EXERCICES À RÉSOUDRE →
[A] Répondez aux questions suivantes à partir du texte sur le sacrifice :
(i) En quelles deux choses consiste le génie du sacrifice ?
(ii) Quels trois motifs de sacrifice sont énumérés ?
(iii) Combien de cas la Chine ancienne compte-t-elle où la victime est entièrement brûlée ?
[B] Reprenez mot pour mot le passage du texte sur le sacrifice allant de « Vous notez que » jusqu'à « profite à personne. ».
*** PAGE
Vous parlez de «génie du sacrifice». Qu’entendez-vous par là ?
Le génie du sacrifice consiste d’une part en une transmutation du réel au profit d’une lecture hypersignifiante, d’autre part en une rhétorique qui captive l’esprit. Certains anthropologues n’hésitent pas à écrire que, lorsque la victime est tuée, elle est rendue à la vraie vie… Il y a donc dans cette rhétorique sacrificielle, construite par ceux qui ont observé et décrit des sacrifices plus que par ceux qui en ont pratiqué, la capacité à retourner complètement le réel, et même à s’émanciper de ce qui se passe effectivement pour tenir un tout autre discours. Certains ont l’impression de se retrouver devant une opération tout à fait singulière alors qu’il s’agit d’abattage… Une pratique somme toute très courante et qui permettait, en effet, d’avoir de la viande.
Vous notez que quasiment tous les animaux sacrifiés étaient mangés…
Il y a évidemment plusieurs motifs au sacrifice. Le sacrifice oblatif - offrir aux dieux une victime pour les remercier -, le sacrifice propitiatoire - en vue d’obtenir quelque chose - et puis il y a des sacrifices explicitement alimentaires. Il est extrêmement rare que les animaux sacrifiés ne fassent pas partie du répertoire des animaux consommés. D’après mes lectures, il semble qu’en Chine ancienne il n’y a qu’un seul cas où la victime est entièrement brûlée et où donc elle ne profite à personne.
******
*** ENTRÉES EXTRAITES
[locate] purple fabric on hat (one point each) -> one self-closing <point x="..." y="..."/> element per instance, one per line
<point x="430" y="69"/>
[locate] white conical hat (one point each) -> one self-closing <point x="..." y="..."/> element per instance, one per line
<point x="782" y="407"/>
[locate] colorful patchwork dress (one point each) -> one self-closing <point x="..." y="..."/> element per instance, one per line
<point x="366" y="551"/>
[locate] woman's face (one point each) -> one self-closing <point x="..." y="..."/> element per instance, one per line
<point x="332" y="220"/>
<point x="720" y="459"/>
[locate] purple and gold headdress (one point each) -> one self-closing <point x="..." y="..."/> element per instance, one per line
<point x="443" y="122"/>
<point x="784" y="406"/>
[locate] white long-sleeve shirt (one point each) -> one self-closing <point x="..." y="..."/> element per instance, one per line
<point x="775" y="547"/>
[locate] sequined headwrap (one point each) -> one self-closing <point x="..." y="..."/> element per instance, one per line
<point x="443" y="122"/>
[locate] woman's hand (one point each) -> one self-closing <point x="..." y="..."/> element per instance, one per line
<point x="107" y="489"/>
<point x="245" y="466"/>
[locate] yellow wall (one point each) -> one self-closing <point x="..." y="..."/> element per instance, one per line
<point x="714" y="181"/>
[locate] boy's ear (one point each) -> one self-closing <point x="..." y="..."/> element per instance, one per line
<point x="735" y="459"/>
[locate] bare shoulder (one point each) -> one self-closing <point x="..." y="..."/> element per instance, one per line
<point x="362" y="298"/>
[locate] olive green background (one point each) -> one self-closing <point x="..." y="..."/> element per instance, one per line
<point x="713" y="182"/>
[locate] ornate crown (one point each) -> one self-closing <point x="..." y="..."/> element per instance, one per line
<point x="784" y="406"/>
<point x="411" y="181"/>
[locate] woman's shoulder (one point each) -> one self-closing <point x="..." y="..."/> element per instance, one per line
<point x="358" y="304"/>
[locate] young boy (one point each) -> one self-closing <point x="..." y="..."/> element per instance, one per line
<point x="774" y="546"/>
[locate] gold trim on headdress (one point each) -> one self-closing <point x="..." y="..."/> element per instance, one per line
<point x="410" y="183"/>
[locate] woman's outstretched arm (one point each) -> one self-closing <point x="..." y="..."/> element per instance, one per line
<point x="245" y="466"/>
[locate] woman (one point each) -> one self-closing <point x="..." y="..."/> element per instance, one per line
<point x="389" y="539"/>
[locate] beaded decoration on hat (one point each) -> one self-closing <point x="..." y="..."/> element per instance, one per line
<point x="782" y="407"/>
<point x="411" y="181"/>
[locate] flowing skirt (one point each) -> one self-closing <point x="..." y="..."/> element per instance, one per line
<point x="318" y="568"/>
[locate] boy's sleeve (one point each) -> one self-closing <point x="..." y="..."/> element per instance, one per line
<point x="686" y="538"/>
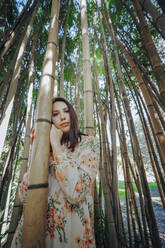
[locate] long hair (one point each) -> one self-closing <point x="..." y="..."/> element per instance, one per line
<point x="71" y="138"/>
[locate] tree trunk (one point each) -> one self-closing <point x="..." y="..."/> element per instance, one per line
<point x="104" y="172"/>
<point x="157" y="17"/>
<point x="17" y="209"/>
<point x="35" y="208"/>
<point x="88" y="92"/>
<point x="162" y="5"/>
<point x="63" y="52"/>
<point x="14" y="82"/>
<point x="149" y="101"/>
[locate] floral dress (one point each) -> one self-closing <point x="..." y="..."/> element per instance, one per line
<point x="70" y="214"/>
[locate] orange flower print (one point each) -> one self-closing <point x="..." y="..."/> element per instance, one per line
<point x="78" y="240"/>
<point x="86" y="221"/>
<point x="90" y="241"/>
<point x="88" y="231"/>
<point x="57" y="159"/>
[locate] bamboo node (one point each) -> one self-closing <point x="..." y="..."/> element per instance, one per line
<point x="38" y="186"/>
<point x="43" y="120"/>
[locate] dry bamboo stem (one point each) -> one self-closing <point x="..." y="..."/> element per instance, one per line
<point x="35" y="209"/>
<point x="88" y="92"/>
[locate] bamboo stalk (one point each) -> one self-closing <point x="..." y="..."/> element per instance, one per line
<point x="35" y="207"/>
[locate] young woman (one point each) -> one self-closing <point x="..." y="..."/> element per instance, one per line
<point x="73" y="167"/>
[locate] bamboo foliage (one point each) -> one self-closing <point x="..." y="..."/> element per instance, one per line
<point x="157" y="18"/>
<point x="63" y="52"/>
<point x="33" y="234"/>
<point x="156" y="63"/>
<point x="125" y="80"/>
<point x="88" y="92"/>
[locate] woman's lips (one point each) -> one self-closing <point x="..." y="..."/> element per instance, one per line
<point x="65" y="124"/>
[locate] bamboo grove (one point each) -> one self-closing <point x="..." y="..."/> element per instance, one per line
<point x="107" y="58"/>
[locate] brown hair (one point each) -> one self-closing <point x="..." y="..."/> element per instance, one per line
<point x="74" y="135"/>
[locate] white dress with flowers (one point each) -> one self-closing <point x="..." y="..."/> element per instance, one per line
<point x="70" y="214"/>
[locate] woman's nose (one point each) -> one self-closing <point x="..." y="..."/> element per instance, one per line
<point x="62" y="116"/>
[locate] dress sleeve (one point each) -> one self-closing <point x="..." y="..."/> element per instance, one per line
<point x="76" y="177"/>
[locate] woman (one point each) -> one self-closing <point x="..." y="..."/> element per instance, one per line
<point x="72" y="170"/>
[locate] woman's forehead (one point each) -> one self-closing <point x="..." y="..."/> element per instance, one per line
<point x="59" y="105"/>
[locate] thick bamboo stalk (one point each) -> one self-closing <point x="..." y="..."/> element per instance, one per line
<point x="157" y="18"/>
<point x="108" y="204"/>
<point x="35" y="207"/>
<point x="17" y="208"/>
<point x="139" y="237"/>
<point x="149" y="101"/>
<point x="63" y="52"/>
<point x="162" y="5"/>
<point x="88" y="92"/>
<point x="140" y="101"/>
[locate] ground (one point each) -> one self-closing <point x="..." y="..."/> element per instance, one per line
<point x="159" y="213"/>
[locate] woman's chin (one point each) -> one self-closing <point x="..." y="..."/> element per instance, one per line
<point x="65" y="129"/>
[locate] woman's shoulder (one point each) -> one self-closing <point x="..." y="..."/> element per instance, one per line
<point x="89" y="140"/>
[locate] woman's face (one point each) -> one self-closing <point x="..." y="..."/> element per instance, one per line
<point x="61" y="116"/>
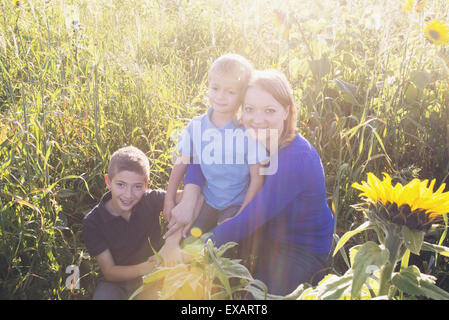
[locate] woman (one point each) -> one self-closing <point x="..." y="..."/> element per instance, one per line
<point x="288" y="225"/>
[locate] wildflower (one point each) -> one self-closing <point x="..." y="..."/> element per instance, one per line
<point x="414" y="205"/>
<point x="437" y="32"/>
<point x="196" y="232"/>
<point x="418" y="5"/>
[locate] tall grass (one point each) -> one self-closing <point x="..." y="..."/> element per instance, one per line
<point x="80" y="79"/>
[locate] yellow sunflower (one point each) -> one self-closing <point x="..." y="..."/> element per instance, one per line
<point x="415" y="205"/>
<point x="437" y="32"/>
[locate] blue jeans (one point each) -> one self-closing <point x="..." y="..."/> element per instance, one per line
<point x="282" y="267"/>
<point x="108" y="290"/>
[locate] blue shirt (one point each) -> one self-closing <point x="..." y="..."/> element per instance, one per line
<point x="224" y="155"/>
<point x="290" y="208"/>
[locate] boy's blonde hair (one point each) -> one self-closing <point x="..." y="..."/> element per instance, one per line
<point x="276" y="84"/>
<point x="129" y="159"/>
<point x="233" y="66"/>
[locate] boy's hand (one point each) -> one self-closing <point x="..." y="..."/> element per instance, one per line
<point x="181" y="217"/>
<point x="150" y="265"/>
<point x="172" y="254"/>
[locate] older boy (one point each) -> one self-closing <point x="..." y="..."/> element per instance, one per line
<point x="121" y="229"/>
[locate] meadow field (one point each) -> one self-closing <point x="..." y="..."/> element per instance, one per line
<point x="81" y="78"/>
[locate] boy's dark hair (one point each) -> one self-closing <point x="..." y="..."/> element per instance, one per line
<point x="129" y="159"/>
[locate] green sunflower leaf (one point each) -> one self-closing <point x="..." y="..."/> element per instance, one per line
<point x="348" y="235"/>
<point x="411" y="281"/>
<point x="369" y="258"/>
<point x="413" y="239"/>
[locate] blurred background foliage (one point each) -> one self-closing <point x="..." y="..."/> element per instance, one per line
<point x="80" y="79"/>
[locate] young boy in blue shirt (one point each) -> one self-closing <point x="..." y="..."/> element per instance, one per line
******
RÉPONSES →
[A]
(i) En une transmutation du réel au profit d'une lecture hypersignifiante, et en une rhétorique qui captive l'esprit.
(ii) Le sacrifice oblatif, le sacrifice propitiatoire et les sacrifices explicitement alimentaires.
(iii) Un seul cas.

[B]
Vous notez que quasiment tous les animaux sacrifiés étaient mangés…
Il y a évidemment plusieurs motifs au sacrifice. Le sacrifice oblatif - offrir aux dieux une victime pour les remercier -, le sacrifice propitiatoire - en vue d’obtenir quelque chose - et puis il y a des sacrifices explicitement alimentaires. Il est extrêmement rare que les animaux sacrifiés ne fassent pas partie du répertoire des animaux consommés. D’après mes lectures, il semble qu’en Chine ancienne il n’y a qu’un seul cas où la victime est entièrement brûlée et où donc elle ne profite à personne.